Pointing dataset excerpts:
........

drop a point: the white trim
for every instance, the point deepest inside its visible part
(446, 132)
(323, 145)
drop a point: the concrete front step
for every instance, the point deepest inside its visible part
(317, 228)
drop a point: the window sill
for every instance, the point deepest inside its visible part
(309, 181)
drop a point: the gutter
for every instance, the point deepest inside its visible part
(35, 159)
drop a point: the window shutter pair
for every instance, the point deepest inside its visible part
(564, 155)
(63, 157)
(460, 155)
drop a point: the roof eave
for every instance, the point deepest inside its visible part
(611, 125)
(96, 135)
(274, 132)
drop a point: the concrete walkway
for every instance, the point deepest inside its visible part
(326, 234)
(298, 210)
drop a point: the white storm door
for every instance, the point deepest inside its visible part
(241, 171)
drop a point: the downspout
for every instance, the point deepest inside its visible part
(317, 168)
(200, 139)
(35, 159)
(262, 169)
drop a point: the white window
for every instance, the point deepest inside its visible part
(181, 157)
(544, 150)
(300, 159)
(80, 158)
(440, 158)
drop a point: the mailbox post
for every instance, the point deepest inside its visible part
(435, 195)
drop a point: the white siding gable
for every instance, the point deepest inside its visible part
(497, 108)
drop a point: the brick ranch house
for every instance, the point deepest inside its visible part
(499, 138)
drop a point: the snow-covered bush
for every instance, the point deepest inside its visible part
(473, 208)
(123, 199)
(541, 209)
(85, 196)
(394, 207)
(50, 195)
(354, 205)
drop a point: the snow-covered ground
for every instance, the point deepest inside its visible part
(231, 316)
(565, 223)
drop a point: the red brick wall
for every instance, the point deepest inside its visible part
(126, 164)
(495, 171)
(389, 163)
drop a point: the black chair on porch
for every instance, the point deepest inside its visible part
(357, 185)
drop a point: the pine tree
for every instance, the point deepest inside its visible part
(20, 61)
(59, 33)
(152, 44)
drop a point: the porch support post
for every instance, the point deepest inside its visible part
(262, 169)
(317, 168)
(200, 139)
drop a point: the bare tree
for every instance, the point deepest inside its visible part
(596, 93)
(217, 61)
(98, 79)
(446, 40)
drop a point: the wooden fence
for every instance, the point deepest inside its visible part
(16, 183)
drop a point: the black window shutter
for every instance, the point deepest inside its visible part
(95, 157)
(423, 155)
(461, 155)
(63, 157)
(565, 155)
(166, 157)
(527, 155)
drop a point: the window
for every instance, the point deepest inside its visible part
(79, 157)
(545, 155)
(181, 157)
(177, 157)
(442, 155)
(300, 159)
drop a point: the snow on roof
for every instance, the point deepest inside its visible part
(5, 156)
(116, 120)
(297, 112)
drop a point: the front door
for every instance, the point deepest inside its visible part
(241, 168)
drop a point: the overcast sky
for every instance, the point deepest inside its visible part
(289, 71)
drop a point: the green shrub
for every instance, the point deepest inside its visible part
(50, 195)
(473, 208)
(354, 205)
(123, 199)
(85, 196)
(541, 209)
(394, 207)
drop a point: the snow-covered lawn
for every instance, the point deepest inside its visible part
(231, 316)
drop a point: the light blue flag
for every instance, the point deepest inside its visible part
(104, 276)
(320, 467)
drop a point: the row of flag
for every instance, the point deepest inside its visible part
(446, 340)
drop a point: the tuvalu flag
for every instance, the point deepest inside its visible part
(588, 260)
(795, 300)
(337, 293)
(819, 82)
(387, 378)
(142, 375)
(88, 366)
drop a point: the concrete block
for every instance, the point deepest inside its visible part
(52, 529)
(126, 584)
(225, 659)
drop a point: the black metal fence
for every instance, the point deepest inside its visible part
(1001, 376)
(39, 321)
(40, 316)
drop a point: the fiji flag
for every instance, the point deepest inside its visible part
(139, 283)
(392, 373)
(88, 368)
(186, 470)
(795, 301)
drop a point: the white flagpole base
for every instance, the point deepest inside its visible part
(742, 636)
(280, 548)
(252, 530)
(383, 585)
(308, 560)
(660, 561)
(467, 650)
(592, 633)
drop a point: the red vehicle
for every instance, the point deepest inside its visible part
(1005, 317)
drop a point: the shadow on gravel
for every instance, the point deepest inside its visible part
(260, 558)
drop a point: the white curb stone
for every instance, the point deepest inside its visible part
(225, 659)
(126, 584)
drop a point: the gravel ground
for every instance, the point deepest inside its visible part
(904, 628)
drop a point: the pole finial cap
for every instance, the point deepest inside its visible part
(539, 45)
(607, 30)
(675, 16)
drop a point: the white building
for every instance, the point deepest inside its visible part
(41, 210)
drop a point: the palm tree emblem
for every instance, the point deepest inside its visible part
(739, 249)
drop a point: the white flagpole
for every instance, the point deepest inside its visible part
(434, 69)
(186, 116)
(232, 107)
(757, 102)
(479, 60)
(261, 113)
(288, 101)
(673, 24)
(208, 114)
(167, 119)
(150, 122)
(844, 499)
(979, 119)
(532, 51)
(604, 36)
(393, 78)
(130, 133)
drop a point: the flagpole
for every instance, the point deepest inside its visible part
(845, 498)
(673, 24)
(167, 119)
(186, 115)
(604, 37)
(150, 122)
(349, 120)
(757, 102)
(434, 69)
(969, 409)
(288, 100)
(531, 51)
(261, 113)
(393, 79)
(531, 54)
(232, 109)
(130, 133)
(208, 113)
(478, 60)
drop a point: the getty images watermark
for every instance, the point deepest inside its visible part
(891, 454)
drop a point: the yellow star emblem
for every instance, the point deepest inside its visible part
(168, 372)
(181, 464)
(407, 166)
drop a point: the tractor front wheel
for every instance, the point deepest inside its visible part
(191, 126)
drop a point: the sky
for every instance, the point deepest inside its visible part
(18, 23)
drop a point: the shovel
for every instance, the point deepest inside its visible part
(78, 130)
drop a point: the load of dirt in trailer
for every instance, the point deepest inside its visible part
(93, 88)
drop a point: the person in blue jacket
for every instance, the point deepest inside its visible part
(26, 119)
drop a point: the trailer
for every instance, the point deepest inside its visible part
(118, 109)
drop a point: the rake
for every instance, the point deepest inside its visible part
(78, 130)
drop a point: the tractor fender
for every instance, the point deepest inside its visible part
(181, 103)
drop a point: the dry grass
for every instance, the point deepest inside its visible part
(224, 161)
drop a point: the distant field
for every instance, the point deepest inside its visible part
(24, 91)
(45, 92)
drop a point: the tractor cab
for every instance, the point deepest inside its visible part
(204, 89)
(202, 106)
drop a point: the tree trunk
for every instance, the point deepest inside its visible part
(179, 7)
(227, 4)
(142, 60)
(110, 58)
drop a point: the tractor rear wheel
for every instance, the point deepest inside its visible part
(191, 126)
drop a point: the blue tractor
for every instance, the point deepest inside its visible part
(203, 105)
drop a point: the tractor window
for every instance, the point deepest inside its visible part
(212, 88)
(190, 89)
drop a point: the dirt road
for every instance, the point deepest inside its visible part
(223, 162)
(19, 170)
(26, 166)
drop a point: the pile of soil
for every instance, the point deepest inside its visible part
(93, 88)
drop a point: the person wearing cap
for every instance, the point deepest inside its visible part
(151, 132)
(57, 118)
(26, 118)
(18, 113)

........

* Brief
Switch "tractor" to "harvester" in everything from "drop a point: the dry grass" down to the end of the records, and give back only those lines with nothing else changed.

* Correct output
drop a point: the dry grass
for every instance, the point deepest inside its visible part
(224, 161)
drop a point: the distant field
for every instance, the point deepest inside its visible part
(24, 91)
(45, 92)
drop a point: the harvester cab
for every instance, the point deepest inside its visible part
(204, 89)
(202, 106)
drop a point: the tree trunk
for every instance, the point deepest inside its visible part
(179, 7)
(227, 4)
(142, 60)
(110, 58)
drop a point: the harvester rear wheel
for every instance, the point deepest inside its visible part
(191, 126)
drop a point: the blue harvester
for every instance, the point deepest inside its visible part
(203, 105)
drop a point: the harvester window
for every instance, the point deepest inside its visible part
(212, 88)
(190, 89)
drop a point: the dirt road
for every instance, the point deepest inside its visible part
(223, 162)
(19, 170)
(26, 166)
drop a point: the pile of soil
for every instance, the point deepest inside its visible part
(93, 88)
drop a point: the person wearing cap
for every instance, the point deepest inside its visible part
(151, 132)
(57, 118)
(26, 118)
(18, 113)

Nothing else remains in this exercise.